*** Data entries ***
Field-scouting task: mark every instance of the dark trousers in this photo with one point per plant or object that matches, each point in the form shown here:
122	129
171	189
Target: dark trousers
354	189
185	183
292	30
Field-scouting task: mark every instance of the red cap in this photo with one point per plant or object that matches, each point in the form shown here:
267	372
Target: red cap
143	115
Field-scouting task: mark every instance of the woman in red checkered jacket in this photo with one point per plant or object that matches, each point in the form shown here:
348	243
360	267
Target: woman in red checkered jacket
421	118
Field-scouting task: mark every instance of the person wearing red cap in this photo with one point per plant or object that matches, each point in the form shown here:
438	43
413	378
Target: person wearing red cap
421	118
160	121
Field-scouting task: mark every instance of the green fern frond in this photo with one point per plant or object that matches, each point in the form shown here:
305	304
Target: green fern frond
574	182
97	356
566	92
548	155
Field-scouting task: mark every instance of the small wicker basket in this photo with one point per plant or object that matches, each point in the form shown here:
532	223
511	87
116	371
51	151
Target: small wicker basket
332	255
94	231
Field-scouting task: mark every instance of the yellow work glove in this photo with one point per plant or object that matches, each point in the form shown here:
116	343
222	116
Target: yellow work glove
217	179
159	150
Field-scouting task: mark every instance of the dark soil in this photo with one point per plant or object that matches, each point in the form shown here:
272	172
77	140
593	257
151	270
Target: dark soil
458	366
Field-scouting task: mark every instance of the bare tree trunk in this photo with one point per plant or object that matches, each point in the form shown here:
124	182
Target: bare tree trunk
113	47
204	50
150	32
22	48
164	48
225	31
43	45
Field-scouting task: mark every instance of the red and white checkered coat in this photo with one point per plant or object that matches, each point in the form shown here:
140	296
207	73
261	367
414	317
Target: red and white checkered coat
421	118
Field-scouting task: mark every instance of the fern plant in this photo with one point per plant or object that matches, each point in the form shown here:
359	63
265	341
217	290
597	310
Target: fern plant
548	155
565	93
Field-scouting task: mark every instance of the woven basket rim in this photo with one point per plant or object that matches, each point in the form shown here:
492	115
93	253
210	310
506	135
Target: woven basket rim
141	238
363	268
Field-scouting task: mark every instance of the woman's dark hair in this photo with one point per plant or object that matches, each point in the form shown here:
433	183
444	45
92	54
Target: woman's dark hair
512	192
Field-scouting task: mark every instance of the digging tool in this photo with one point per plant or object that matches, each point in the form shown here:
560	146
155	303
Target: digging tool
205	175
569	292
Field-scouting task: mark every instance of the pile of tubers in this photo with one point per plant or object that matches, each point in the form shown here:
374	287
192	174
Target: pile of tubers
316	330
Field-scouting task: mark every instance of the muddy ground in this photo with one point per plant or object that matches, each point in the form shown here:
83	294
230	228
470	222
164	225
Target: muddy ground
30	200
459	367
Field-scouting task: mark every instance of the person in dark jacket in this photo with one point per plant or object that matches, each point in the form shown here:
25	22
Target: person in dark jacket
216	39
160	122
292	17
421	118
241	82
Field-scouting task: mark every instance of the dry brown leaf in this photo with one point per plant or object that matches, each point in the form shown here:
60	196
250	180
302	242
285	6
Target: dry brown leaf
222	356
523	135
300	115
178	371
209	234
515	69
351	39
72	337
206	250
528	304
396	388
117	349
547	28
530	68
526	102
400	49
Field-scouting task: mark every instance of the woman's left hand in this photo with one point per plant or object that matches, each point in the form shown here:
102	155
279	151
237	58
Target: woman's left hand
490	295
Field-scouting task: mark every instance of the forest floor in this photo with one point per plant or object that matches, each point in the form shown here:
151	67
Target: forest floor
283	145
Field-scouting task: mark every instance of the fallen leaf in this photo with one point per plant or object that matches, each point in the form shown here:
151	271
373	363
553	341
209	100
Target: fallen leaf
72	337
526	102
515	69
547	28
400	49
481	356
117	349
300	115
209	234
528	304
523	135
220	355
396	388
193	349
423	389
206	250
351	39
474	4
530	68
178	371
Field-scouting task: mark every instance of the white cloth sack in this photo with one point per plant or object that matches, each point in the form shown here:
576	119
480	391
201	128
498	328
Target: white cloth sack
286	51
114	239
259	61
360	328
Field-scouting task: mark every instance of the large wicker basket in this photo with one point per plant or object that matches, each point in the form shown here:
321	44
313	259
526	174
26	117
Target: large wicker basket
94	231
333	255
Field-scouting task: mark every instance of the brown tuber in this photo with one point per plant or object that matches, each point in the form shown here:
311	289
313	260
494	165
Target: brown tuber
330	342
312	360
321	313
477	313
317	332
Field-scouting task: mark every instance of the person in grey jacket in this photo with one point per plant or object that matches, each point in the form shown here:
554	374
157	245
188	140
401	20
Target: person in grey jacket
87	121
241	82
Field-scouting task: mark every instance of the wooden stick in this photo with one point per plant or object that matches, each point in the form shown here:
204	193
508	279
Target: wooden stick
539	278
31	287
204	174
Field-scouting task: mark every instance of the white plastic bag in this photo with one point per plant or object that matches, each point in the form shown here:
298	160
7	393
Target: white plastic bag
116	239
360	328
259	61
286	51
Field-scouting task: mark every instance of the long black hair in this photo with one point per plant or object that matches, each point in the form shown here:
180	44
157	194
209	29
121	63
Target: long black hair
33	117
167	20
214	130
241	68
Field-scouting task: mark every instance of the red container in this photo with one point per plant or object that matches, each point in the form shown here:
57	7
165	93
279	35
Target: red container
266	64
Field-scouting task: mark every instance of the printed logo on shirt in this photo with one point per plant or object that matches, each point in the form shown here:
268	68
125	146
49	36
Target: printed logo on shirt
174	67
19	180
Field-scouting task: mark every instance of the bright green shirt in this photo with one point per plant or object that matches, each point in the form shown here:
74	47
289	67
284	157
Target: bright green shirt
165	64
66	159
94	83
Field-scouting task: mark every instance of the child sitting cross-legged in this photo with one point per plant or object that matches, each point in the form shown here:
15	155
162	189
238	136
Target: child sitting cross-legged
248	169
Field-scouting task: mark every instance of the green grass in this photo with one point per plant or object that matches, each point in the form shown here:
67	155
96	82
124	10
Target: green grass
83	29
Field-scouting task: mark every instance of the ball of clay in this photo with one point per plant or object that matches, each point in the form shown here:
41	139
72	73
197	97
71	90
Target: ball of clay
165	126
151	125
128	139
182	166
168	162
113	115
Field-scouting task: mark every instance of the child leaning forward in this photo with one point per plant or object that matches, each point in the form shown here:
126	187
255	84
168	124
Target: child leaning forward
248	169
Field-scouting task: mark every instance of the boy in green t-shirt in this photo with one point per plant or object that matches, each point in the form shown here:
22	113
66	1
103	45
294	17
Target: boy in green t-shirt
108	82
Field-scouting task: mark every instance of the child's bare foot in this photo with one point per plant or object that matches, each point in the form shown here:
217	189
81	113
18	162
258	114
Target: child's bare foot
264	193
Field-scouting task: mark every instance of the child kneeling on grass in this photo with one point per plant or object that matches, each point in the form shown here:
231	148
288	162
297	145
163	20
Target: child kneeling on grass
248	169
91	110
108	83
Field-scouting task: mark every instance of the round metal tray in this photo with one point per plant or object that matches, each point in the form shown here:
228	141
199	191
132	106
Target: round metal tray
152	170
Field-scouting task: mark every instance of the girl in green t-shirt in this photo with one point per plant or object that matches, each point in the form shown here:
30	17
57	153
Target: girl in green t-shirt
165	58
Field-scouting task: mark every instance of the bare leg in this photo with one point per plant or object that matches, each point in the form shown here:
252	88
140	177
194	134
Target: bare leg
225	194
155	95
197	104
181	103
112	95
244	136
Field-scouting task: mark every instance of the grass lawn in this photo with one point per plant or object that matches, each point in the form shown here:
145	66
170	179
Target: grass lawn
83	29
***
Only the lines from the one with "Field-scouting task: mark every instance of the bare leg" through the end of the material are wanted; copy them exactly, both ends included.

Field-scouting task: mark every instance of the bare leg in this photo with one point per plant or object that matches, each point in the form shown here:
252	88
140	177
194	134
Target: bare leg
225	194
155	95
197	104
181	103
112	95
244	136
Field-scouting task: mark every instance of the grass lawn in this photo with one point per plant or object that matches, each point in the form shown here:
145	66
170	179
Target: grass lawn
83	29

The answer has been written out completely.